Repeat the listing below line for line, exactly as shown.
━━━ DATA PROVIDED ━━━
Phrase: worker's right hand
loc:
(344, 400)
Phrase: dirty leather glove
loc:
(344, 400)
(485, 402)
━━━
=== EXERCISE SOLUTION ===
Phrase: worker's right hand
loc:
(344, 400)
Phrase: dirty leather glove
loc:
(344, 400)
(485, 402)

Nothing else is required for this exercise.